Entries drawn from a collection:
•••
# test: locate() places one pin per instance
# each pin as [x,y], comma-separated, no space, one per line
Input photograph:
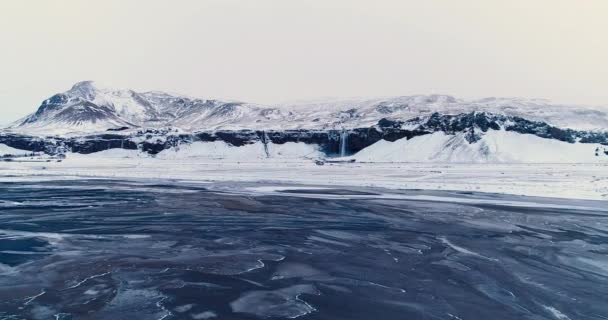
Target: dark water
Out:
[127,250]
•••
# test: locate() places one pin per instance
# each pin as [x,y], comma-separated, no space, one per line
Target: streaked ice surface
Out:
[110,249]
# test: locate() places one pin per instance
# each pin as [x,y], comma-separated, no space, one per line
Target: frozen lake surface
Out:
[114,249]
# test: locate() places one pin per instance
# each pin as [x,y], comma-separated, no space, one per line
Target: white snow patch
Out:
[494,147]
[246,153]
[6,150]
•••
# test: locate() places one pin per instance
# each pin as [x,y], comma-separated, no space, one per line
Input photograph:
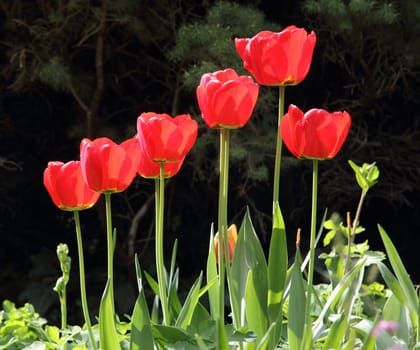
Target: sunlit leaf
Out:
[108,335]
•••
Filter the material above, keeping every line that contains the string "Target".

Result for this exercise:
Target: dark water
Target: streaked ice surface
Target: frozen lake surface
Target: white snow patch
Target: sunlit leaf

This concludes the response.